What the exercise asks
Count the lines in the rows below that contain the string "black", with case counting, and give only that number.

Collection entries
------------------------
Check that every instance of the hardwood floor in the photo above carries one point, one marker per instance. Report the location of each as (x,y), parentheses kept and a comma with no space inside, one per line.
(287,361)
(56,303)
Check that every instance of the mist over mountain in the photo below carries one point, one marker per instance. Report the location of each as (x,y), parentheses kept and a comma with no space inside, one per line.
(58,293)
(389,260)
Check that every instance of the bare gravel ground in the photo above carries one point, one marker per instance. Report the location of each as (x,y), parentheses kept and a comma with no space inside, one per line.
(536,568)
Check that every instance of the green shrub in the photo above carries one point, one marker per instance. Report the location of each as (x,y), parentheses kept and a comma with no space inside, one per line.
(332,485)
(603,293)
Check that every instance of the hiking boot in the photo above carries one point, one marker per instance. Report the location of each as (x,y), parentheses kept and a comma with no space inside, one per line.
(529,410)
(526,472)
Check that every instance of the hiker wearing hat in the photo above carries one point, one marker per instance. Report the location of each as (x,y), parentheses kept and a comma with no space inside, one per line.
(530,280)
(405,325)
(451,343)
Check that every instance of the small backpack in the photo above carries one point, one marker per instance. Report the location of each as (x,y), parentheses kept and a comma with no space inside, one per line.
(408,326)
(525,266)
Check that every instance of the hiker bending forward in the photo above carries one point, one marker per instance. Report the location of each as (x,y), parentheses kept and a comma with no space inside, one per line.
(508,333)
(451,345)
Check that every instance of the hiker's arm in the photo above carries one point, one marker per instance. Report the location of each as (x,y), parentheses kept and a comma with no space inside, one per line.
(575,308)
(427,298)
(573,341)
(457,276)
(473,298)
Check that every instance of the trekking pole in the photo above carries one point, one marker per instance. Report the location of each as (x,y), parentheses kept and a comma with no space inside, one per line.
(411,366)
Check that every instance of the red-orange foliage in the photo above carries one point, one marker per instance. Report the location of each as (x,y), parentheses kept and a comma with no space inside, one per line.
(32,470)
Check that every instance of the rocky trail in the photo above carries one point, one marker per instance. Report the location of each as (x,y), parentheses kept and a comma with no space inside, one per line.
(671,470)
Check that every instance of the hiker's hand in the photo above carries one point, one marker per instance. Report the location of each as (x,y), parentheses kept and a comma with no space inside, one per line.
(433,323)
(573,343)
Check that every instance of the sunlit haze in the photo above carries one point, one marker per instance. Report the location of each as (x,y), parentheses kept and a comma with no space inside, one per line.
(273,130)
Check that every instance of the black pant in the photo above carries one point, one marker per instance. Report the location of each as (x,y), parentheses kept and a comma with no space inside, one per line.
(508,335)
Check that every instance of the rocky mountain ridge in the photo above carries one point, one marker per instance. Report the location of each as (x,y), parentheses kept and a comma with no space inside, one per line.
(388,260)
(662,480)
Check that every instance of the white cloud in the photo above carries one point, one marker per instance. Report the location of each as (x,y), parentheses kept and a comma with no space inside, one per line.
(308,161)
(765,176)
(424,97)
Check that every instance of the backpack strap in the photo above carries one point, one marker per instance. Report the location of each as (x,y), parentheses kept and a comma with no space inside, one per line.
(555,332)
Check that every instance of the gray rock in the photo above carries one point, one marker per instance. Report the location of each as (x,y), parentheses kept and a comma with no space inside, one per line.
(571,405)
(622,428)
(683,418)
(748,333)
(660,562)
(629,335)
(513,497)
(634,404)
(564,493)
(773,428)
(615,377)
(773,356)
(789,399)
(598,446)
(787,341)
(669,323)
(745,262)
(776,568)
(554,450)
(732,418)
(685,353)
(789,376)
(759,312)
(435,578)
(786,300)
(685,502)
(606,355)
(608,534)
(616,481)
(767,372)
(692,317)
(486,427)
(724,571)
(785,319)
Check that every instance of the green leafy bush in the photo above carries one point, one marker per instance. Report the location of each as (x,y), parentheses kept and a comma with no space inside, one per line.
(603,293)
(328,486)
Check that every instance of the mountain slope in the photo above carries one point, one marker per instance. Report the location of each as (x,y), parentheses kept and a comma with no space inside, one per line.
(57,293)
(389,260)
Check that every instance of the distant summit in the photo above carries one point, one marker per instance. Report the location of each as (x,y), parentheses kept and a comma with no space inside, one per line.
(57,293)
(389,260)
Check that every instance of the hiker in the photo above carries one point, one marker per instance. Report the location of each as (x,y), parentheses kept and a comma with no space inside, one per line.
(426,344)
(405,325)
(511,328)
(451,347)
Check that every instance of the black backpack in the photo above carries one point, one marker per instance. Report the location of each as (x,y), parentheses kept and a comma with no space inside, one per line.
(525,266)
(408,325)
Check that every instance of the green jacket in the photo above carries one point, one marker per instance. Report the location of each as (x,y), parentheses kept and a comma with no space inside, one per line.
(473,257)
------------------------
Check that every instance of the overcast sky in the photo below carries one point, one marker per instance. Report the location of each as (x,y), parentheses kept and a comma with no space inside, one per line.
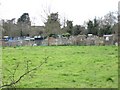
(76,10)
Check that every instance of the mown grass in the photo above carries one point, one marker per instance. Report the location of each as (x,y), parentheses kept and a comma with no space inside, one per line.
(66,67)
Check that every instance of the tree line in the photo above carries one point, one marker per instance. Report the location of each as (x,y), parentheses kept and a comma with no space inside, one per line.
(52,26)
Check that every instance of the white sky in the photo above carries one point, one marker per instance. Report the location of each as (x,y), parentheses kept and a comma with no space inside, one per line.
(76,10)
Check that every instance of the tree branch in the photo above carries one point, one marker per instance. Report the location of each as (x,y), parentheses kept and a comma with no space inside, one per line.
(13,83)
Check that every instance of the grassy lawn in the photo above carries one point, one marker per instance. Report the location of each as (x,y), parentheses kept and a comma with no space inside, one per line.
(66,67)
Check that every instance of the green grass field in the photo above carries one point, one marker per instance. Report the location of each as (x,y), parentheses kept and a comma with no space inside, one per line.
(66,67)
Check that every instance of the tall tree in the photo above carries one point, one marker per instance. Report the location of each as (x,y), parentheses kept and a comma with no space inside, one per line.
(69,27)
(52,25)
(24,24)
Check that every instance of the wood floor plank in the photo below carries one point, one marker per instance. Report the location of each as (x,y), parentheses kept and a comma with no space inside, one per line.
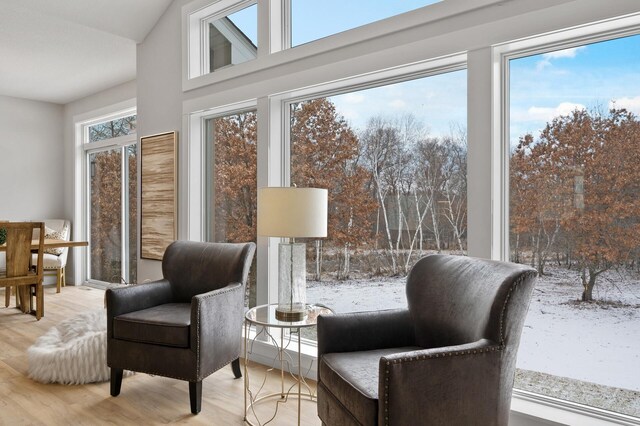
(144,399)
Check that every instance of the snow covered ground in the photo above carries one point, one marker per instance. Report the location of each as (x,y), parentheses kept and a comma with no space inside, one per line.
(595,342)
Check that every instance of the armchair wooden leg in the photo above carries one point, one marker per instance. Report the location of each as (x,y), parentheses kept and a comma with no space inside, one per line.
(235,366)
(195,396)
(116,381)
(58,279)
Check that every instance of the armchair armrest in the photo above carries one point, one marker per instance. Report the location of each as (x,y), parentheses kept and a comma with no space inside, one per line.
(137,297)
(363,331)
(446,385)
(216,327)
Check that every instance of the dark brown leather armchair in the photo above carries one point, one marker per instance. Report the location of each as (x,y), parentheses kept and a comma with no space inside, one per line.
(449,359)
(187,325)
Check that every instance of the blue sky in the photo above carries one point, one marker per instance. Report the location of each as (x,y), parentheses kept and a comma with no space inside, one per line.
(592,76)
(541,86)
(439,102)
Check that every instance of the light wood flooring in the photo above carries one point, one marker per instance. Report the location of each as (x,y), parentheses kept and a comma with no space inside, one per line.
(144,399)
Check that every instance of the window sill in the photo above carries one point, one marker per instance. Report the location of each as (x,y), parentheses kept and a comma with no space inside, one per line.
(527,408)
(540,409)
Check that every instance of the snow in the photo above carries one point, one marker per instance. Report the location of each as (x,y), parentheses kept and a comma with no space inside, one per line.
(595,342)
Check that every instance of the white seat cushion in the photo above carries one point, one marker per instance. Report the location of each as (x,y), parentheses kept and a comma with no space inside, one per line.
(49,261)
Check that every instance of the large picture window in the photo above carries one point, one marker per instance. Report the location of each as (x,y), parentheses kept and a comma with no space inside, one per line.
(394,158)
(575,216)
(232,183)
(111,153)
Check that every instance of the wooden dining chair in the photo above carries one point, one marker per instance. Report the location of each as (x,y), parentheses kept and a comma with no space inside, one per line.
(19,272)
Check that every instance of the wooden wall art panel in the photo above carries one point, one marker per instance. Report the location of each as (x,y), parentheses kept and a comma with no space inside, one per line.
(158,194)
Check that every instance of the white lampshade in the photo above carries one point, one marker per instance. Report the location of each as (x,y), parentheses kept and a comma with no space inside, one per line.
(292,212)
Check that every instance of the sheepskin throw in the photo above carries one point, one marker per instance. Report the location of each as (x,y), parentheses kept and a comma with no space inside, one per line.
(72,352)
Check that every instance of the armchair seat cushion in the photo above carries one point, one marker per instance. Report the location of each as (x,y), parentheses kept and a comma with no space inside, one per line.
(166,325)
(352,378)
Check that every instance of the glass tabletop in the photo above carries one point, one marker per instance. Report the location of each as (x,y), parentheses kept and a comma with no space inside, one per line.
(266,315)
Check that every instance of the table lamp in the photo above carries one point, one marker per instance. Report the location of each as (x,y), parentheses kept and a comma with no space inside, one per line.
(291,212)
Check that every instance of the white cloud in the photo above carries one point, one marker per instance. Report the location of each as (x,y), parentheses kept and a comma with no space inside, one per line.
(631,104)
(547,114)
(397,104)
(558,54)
------------------------
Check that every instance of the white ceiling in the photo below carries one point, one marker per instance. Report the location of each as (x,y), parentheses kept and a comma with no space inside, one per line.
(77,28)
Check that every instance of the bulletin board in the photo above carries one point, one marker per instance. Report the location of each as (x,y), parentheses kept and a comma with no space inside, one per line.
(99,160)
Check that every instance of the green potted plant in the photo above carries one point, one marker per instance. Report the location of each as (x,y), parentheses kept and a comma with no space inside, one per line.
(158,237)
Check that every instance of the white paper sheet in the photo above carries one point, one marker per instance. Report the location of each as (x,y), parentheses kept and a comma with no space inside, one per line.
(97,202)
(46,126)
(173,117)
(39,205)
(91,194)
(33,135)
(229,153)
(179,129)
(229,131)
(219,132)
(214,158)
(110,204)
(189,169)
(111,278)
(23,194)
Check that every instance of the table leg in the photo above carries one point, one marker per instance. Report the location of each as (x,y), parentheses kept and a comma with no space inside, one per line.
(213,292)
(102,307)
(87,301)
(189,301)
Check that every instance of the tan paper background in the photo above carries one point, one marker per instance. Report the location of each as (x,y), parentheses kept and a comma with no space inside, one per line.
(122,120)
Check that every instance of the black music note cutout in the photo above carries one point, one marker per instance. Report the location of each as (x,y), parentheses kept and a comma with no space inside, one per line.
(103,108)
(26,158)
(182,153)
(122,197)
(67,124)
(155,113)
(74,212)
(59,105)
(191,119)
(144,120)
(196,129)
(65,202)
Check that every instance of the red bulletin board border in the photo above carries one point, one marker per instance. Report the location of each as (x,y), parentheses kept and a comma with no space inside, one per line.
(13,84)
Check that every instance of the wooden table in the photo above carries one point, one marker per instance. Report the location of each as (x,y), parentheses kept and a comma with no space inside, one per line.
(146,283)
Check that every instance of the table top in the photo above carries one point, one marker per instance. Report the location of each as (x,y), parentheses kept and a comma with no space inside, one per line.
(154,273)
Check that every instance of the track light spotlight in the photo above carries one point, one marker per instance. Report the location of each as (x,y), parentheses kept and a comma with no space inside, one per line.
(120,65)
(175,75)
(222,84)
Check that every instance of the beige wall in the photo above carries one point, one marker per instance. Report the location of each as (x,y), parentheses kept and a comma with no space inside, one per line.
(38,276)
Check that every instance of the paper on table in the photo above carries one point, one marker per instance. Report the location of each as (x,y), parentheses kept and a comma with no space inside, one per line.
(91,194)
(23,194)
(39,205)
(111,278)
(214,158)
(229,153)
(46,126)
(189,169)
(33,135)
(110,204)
------------------------
Exercise result
3